WORK INSTRUCTION.
In the copy, include exactly the lines from the one with "Keypoint placement: for each instance of the concrete" through the end of the data and no others, both ends kept, with every picture left out.

[Stored dataset items]
- - - -

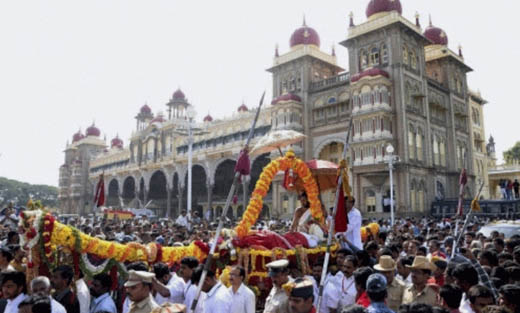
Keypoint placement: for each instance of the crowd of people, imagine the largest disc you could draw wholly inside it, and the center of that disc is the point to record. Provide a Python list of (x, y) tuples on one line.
[(408, 267)]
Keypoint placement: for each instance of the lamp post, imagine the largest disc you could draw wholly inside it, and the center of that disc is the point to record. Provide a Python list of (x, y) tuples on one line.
[(390, 151), (190, 131)]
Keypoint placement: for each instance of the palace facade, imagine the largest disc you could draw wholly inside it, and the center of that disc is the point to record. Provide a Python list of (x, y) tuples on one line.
[(403, 87)]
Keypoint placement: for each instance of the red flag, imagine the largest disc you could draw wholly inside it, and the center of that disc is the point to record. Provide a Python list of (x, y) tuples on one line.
[(340, 224), (99, 198), (463, 180)]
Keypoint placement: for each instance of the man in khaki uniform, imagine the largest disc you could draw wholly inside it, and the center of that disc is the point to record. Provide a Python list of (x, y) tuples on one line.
[(395, 288), (139, 291), (419, 292), (277, 301)]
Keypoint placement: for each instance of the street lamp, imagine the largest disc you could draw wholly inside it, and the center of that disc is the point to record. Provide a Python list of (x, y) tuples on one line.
[(189, 131), (390, 151)]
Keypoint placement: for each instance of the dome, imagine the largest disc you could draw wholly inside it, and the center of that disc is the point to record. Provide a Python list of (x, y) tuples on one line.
[(208, 118), (93, 131), (286, 97), (145, 109), (304, 35), (243, 108), (179, 95), (77, 136), (436, 35), (371, 72), (116, 143), (378, 6)]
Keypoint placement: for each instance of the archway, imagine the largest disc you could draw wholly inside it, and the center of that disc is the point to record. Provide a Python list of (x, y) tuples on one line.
[(223, 180), (199, 192), (113, 194), (157, 193), (128, 190), (332, 152)]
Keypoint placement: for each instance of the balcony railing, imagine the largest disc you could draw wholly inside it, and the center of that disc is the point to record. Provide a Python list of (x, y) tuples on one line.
[(330, 82)]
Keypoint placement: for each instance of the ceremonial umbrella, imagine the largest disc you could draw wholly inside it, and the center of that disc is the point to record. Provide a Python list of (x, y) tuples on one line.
[(276, 140), (324, 172)]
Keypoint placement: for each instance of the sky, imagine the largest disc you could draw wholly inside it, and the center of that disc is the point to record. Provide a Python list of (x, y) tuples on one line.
[(66, 64)]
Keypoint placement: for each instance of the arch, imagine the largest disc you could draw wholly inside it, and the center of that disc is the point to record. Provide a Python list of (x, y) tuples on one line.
[(199, 191), (224, 172), (158, 193), (113, 193), (257, 165), (324, 143), (129, 189)]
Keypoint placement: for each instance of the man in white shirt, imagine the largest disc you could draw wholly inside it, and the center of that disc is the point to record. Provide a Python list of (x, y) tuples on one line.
[(41, 285), (169, 288), (183, 220), (218, 298), (83, 295), (13, 289), (353, 233), (243, 298), (101, 298)]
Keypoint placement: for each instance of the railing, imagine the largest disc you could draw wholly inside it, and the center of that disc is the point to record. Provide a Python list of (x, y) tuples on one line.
[(496, 208), (330, 82)]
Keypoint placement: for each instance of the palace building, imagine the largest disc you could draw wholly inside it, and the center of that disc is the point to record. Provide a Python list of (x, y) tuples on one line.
[(403, 87)]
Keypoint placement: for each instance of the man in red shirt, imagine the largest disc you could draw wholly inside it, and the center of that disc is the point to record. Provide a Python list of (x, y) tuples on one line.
[(360, 278)]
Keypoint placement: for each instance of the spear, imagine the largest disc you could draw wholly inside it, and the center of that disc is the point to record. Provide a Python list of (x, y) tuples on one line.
[(224, 214), (331, 226)]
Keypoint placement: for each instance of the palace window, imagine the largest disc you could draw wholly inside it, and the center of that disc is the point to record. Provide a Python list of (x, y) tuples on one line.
[(384, 52), (364, 59), (405, 55), (374, 56), (413, 59)]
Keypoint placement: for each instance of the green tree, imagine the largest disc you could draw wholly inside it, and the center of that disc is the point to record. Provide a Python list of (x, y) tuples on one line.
[(513, 154)]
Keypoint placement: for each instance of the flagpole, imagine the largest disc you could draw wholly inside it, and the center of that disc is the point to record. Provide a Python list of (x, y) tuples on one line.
[(331, 226), (224, 213)]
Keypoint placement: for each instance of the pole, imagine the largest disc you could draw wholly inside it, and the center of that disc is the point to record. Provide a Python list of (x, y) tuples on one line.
[(391, 168), (190, 160), (331, 226), (224, 213)]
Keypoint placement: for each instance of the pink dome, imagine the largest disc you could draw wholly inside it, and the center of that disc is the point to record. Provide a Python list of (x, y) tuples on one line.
[(77, 136), (179, 95), (93, 131), (436, 35), (378, 6), (145, 109), (370, 72), (243, 108), (116, 143), (304, 36), (286, 97), (158, 119), (208, 118)]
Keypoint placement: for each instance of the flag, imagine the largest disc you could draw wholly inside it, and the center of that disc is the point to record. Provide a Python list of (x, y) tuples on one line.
[(463, 180), (340, 224), (99, 198)]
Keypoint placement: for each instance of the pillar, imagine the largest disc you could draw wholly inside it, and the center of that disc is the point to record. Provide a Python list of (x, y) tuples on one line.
[(168, 202), (210, 201)]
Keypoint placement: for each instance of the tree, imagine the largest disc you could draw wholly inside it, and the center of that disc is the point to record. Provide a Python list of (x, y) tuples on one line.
[(513, 154)]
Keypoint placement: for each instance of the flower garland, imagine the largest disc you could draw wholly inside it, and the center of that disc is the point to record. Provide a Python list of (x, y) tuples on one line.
[(289, 161)]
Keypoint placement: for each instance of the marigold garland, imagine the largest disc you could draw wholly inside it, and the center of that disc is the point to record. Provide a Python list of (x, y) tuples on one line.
[(289, 161)]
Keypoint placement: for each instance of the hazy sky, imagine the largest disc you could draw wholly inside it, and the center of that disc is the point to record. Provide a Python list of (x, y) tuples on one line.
[(64, 64)]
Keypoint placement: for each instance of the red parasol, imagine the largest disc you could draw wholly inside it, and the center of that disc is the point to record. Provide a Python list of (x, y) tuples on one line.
[(324, 172)]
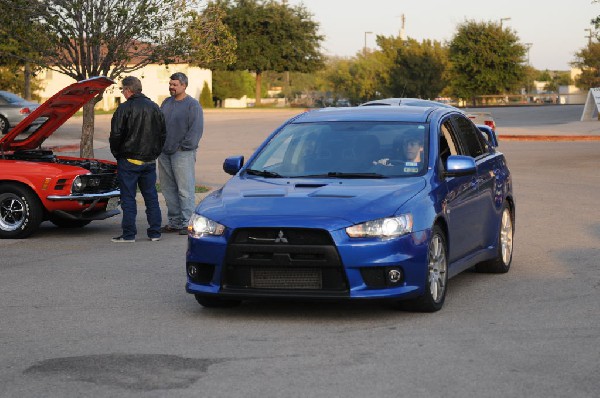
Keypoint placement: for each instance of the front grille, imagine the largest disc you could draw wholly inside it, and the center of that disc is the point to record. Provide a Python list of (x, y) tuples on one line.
[(99, 183), (286, 259), (286, 278)]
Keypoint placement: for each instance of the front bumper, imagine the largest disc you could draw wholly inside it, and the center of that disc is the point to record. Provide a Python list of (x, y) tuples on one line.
[(359, 270)]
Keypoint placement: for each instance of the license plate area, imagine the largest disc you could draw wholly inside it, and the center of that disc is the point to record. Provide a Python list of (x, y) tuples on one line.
[(113, 204)]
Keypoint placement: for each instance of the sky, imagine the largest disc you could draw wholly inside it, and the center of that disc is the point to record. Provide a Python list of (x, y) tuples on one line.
[(555, 29)]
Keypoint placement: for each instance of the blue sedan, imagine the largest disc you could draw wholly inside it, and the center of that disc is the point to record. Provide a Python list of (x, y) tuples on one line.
[(372, 202)]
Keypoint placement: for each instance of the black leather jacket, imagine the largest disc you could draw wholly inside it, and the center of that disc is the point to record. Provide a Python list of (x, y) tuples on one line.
[(137, 129)]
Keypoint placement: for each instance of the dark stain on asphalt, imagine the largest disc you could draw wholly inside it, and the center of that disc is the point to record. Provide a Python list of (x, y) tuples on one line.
[(145, 372)]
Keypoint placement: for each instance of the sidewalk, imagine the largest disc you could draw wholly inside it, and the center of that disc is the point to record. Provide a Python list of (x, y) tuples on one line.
[(572, 131)]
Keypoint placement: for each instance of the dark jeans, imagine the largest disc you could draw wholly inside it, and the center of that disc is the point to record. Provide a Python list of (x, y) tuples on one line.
[(143, 176)]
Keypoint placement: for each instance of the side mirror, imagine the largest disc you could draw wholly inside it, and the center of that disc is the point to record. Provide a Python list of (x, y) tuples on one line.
[(489, 135), (233, 164), (459, 165)]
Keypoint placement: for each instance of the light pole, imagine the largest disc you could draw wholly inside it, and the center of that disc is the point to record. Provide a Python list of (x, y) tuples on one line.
[(589, 36), (365, 47), (528, 45)]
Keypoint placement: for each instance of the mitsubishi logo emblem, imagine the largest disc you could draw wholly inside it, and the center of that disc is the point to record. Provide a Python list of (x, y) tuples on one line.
[(281, 238)]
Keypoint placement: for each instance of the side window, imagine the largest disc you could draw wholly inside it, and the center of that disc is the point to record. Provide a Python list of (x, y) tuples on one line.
[(470, 138), (447, 142)]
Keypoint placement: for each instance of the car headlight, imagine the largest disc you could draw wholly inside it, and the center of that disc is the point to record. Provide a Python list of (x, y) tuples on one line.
[(78, 184), (382, 228), (199, 226)]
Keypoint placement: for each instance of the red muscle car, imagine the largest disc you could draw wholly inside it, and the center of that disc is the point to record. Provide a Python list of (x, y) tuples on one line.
[(37, 185)]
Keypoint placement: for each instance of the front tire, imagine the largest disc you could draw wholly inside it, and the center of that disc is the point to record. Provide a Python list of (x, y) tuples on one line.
[(216, 302), (20, 212), (437, 276), (501, 263)]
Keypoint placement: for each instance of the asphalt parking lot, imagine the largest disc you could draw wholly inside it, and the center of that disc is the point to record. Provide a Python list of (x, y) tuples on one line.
[(82, 317)]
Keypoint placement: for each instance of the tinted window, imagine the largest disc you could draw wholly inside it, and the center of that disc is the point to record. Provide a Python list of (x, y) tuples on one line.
[(470, 138)]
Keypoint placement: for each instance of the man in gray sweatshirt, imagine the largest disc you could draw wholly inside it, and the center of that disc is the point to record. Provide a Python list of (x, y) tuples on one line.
[(176, 163)]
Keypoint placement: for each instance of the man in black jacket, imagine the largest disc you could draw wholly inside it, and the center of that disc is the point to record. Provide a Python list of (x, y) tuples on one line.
[(137, 136)]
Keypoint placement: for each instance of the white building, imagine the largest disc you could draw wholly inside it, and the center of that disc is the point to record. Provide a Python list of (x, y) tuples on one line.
[(154, 78)]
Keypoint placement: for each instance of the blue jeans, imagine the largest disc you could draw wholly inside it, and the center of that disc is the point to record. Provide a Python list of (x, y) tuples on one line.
[(177, 173), (132, 176)]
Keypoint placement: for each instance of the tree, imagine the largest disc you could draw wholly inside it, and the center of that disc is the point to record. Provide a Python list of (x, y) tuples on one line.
[(108, 38), (210, 43), (485, 59), (272, 36)]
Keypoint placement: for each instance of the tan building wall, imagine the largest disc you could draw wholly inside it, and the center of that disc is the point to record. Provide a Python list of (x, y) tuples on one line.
[(155, 83)]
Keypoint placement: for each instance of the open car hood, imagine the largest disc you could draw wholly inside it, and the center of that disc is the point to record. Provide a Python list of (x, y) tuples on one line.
[(30, 134)]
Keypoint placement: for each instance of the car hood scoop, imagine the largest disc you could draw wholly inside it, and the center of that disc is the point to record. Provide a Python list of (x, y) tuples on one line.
[(261, 202)]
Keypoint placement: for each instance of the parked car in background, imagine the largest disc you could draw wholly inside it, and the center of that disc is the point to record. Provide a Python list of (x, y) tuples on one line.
[(37, 185), (484, 118), (13, 109), (334, 205)]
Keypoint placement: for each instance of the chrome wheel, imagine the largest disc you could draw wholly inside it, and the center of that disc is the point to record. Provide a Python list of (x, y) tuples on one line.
[(21, 211), (12, 212), (506, 237), (437, 268)]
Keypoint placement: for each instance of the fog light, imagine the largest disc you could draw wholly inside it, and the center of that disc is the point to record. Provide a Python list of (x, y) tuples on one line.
[(394, 275), (192, 271)]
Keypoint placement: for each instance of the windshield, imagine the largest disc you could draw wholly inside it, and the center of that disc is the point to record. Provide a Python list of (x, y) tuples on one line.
[(11, 98), (344, 150)]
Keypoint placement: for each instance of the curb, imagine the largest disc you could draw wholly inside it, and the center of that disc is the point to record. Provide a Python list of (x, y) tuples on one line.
[(556, 138)]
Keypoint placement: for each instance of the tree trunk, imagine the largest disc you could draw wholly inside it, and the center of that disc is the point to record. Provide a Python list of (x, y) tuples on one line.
[(257, 93), (27, 81), (86, 146)]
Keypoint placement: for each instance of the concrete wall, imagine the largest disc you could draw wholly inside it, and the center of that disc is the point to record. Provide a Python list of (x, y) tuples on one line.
[(155, 83)]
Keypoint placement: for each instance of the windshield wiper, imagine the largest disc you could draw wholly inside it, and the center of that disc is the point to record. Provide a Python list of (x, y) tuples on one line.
[(337, 174), (263, 173)]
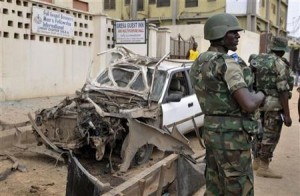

- - - -

SOLUTION.
Keypoint placement: for each instance of the concrete wall, imagine the largest disc you could draw wholly inside it, and the center of that disc is the point to record. Provide a Python list of (x, y) tuples on one line.
[(155, 83)]
Keypoint placement: for each instance of the windshield wiper, imagine the largest disc you could draw wholly inside it, and the center of that disc is the point to record. Provide a Python list of (x, y) tuples on one line.
[(337, 174), (263, 173)]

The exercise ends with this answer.